Object detection data
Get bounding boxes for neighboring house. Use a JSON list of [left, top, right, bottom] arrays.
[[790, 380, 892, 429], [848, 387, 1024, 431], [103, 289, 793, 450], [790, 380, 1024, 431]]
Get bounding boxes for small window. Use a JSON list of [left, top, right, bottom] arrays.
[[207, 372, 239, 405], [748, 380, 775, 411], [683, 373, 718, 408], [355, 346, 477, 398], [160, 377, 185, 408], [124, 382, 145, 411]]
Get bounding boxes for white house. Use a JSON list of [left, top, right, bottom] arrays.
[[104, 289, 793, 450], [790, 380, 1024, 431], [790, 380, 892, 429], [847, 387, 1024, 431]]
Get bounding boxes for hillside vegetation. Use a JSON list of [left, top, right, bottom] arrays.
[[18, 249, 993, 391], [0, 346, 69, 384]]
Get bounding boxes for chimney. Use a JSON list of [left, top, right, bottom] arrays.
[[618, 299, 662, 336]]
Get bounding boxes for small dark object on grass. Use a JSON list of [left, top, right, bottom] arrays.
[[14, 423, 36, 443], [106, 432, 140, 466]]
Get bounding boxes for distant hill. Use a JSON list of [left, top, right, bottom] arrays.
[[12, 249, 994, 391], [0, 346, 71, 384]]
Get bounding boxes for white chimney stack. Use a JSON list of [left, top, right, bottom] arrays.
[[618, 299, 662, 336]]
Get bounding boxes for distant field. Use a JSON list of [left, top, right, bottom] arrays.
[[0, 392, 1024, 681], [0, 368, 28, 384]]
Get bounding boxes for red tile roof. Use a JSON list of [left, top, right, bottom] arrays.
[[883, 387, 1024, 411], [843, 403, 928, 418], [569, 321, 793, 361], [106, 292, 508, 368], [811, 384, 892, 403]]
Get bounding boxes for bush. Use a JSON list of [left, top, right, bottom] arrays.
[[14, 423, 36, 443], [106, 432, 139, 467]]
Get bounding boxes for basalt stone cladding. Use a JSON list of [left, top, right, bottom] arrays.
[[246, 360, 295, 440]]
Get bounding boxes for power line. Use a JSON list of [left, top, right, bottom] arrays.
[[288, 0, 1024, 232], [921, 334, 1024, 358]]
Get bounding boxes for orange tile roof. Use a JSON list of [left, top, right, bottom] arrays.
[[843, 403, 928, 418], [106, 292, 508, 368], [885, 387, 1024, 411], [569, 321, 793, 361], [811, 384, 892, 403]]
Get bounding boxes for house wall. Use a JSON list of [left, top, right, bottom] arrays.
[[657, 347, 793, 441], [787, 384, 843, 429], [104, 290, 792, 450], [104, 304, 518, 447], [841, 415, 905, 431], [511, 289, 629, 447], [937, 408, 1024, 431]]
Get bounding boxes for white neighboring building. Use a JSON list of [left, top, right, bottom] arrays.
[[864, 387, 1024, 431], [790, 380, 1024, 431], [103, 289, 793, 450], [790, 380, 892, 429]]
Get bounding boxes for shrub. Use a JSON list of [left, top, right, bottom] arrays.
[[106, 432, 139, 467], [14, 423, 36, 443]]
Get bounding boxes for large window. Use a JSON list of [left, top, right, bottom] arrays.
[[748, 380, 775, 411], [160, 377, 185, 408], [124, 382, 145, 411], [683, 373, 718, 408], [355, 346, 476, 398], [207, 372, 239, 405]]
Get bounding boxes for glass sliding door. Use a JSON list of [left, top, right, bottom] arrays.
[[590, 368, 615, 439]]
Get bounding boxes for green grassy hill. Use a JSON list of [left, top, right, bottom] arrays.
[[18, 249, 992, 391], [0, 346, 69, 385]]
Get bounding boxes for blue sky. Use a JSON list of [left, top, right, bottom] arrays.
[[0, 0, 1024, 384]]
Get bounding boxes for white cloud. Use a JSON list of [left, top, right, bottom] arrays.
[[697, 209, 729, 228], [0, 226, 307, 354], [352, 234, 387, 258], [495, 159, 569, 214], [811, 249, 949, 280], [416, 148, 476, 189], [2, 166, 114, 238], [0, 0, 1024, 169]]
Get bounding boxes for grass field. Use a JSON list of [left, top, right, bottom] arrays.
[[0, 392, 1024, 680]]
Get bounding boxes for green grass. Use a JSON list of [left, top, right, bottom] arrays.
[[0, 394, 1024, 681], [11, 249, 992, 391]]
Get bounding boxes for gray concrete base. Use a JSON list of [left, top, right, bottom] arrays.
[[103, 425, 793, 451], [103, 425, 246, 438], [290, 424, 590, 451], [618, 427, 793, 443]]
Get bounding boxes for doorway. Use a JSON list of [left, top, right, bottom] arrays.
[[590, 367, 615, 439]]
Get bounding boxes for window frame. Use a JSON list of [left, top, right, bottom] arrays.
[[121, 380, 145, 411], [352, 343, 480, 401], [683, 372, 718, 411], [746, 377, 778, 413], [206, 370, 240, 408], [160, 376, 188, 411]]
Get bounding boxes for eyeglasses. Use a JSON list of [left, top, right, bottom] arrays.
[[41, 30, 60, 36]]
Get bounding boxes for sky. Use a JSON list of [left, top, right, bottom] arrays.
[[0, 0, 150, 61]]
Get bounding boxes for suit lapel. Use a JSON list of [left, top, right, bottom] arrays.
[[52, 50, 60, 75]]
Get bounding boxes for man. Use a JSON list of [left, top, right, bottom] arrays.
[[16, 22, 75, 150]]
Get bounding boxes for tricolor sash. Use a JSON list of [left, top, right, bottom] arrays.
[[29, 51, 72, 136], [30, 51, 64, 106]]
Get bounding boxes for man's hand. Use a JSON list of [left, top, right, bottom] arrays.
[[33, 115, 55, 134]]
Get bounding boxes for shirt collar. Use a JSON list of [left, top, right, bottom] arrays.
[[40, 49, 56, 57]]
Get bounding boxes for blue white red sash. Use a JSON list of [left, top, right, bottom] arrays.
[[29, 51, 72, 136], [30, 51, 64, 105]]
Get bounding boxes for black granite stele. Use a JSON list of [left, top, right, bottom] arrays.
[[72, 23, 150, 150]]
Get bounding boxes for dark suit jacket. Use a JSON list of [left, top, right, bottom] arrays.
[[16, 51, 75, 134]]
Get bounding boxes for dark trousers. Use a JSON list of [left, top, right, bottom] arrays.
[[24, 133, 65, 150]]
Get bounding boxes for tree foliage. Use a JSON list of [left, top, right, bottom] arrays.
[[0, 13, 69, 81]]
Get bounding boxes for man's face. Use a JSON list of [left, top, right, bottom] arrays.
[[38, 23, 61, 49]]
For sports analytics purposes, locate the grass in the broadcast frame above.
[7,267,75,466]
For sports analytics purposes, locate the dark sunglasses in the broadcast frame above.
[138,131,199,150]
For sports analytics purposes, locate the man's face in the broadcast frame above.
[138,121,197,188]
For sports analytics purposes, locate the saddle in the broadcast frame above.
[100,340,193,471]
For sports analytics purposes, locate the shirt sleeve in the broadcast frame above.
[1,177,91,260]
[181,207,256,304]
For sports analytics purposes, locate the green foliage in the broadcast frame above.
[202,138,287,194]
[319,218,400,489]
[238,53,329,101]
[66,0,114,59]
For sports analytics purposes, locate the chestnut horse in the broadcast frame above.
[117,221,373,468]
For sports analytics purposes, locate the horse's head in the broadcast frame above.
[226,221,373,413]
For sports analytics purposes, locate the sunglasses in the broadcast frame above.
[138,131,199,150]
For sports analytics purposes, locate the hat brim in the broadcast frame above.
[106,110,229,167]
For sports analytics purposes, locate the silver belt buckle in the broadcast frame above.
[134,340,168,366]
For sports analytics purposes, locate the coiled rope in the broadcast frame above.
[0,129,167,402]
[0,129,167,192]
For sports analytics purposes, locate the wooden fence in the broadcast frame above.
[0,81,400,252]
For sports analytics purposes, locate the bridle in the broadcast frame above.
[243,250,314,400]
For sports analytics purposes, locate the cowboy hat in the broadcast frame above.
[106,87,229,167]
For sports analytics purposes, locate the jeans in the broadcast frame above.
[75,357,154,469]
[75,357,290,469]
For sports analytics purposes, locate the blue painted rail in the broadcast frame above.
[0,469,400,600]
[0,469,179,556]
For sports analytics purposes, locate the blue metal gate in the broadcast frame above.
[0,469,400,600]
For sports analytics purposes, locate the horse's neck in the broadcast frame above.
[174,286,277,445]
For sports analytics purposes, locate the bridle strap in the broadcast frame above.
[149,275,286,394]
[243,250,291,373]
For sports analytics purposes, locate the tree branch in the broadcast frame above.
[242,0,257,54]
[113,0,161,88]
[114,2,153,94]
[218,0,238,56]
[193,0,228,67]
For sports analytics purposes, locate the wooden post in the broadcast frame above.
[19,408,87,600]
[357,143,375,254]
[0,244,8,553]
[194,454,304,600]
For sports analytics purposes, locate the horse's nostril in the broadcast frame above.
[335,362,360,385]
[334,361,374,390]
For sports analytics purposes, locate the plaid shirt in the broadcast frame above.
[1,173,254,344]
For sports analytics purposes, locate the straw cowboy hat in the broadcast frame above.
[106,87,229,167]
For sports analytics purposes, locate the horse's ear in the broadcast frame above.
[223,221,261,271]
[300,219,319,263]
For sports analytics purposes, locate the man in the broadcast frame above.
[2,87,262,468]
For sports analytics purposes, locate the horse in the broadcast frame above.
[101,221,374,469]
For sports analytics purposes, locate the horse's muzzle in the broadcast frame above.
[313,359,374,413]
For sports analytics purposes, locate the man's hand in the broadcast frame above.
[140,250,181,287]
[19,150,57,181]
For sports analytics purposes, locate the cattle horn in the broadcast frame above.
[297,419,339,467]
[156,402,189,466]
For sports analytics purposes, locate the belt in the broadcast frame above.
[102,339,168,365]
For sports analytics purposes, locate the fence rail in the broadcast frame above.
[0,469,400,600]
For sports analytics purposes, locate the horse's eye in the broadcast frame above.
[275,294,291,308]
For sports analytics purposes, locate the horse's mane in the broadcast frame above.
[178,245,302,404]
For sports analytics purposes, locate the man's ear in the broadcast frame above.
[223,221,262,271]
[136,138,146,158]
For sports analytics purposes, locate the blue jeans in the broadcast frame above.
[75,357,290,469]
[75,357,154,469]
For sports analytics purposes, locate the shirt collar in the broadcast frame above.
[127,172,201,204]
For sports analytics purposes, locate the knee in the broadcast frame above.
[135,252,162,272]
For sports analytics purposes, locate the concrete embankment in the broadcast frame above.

Exercise description: Output, unchanged, the lines between the one holding "For sports analytics purposes, locate the horse's ear" and the one holding "[313,359,374,413]", inclusive.

Task answer:
For sports analytics purposes, locate the horse's ear in the broadcast frame above.
[223,221,261,271]
[300,219,319,263]
For sports analytics purposes, locate the man in the broadcast frame above.
[2,87,262,468]
For sports analytics purposes, locate the horse in the broadcast frame above.
[101,221,374,469]
For sports analytics purposes, locate the horse's muzzle in the broadcast frame above.
[313,359,374,413]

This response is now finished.